CONSIGNE A. Recopiez intégralement, sans rien modifier, l'entretien avec Idir présenté ci-dessous.

EXTRAIT DU TEXTE.
«La culture kabyle est en régression»

Partager

Fils de berger, né en 1949 à Aït Lahcène, un village de Kabylie, Idir a sorti son premier album en 1975 chez Pathé Marconi. Il contenait une chanson, A Vava Inouva, un succès planétaire, hymne à la vie paysanne des montagnes de l’Atlas, diffusé dans 77 pays et traduit en quinze langues.

Son nouvelle albumNeveo est sur le marché depuis le 4 février dernier.

Vous vous êtes fait rare. Depuis vos débuts à Radio Alger en 1973, vous avez pratiqué un art du retrait et de l’économie… 

Neveo est mon sixième album. En quarante ans de carrière, ce n’est pas énorme. J’ai une certaine paresse en moi. J’avais signé un contrat pour trois disques avec Sony, j’ai fait Identités (1999), La France des couleurs (2007), et il me restait celui-ci. J’ai tardé parce que je ne pouvais pas traiter des mêmes thèmes les identités croisées, abordées avec des collègues chanteurs, Manu Chao, Dan Ar Braz, Akhenaton, Grand Corps Malade, Zaho…] en utilisant de nouveaux mots. Je suis rentré en moi, et j’ai retrouvé les chansons, les ambiances qui m’avaient bercé.

Enregistrements extraits d'une collection:

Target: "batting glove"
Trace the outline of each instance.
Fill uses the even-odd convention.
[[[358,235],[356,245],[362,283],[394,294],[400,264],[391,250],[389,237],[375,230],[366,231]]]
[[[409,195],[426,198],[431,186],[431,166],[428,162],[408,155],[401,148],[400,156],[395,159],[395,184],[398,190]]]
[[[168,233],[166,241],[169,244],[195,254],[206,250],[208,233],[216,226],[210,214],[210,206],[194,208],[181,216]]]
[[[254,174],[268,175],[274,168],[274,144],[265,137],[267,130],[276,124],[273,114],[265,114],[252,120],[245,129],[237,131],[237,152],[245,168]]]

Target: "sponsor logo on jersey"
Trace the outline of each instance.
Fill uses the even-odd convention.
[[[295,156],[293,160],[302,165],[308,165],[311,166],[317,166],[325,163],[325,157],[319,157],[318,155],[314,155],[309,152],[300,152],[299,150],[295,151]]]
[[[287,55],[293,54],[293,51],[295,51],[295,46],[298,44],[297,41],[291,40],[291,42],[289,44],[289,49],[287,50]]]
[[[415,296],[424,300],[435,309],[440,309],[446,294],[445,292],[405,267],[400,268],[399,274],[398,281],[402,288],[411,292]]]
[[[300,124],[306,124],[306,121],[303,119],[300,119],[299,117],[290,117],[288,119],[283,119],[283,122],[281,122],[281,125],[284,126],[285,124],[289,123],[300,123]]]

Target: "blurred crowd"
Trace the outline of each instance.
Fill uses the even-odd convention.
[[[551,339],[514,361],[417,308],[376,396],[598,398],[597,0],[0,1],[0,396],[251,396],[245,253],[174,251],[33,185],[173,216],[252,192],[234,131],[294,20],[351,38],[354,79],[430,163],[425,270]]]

CONSIGNE B. Relevez à l'identique, ligne par ligne, l'ensemble des enregistrements ci-dessus.

RÉPONSE ATTENDUE A.
«La culture kabyle est en régression»

Partager

Fils de berger, né en 1949 à Aït Lahcène, un village de Kabylie, Idir a sorti son premier album en 1975 chez Pathé Marconi. Il contenait une chanson, A Vava Inouva, un succès planétaire, hymne à la vie paysanne des montagnes de l’Atlas, diffusé dans 77 pays et traduit en quinze langues.

Son nouvelle albumNeveo est sur le marché depuis le 4 février dernier.

Vous vous êtes fait rare. Depuis vos débuts à Radio Alger en 1973, vous avez pratiqué un art du retrait et de l’économie… 

Neveo est mon sixième album. En quarante ans de carrière, ce n’est pas énorme. J’ai une certaine paresse en moi. J’avais signé un contrat pour trois disques avec Sony, j’ai fait Identités (1999), La France des couleurs (2007), et il me restait celui-ci. J’ai tardé parce que je ne pouvais pas traiter des mêmes thèmes les identités croisées, abordées avec des collègues chanteurs, Manu Chao, Dan Ar Braz, Akhenaton, Grand Corps Malade, Zaho…] en utilisant de nouveaux mots. Je suis rentré en moi, et j’ai retrouvé les chansons, les ambiances qui m’avaient bercé.

RÉPONSE ATTENDUE B.
Target: "batting glove"
Trace the outline of each instance.
Fill uses the even-odd convention.
[[[358,235],[356,245],[362,283],[394,294],[400,264],[391,250],[389,237],[375,230],[366,231]]]
[[[409,195],[426,198],[431,186],[431,166],[428,162],[408,155],[401,148],[400,156],[395,159],[395,184],[398,190]]]
[[[168,233],[166,241],[169,244],[195,254],[206,250],[208,233],[216,226],[210,214],[210,206],[194,208],[181,216]]]
[[[254,174],[268,175],[274,168],[274,144],[265,137],[267,130],[276,124],[273,114],[265,114],[252,120],[245,129],[237,131],[237,152],[245,168]]]

Target: "sponsor logo on jersey"
Trace the outline of each instance.
Fill uses the even-odd convention.
[[[295,156],[293,160],[302,165],[308,165],[311,166],[317,166],[325,163],[325,157],[319,157],[318,155],[314,155],[309,152],[300,152],[299,150],[295,151]]]
[[[287,55],[293,54],[293,51],[295,51],[295,46],[298,44],[297,41],[291,40],[291,42],[289,44],[289,49],[287,50]]]
[[[415,296],[424,300],[435,309],[440,309],[446,294],[445,292],[405,267],[400,268],[399,274],[398,281],[402,288],[411,292]]]
[[[300,124],[306,124],[306,121],[303,119],[300,119],[299,117],[290,117],[288,119],[283,119],[283,122],[281,122],[281,125],[284,126],[285,124],[289,123],[300,123]]]

Target: "blurred crowd"
Trace the outline of each instance.
Fill uses the even-odd convention.
[[[551,339],[514,361],[417,308],[376,396],[598,398],[597,0],[0,1],[0,396],[251,396],[245,253],[174,251],[33,185],[173,216],[252,192],[234,131],[294,20],[351,38],[354,79],[430,163],[425,270]]]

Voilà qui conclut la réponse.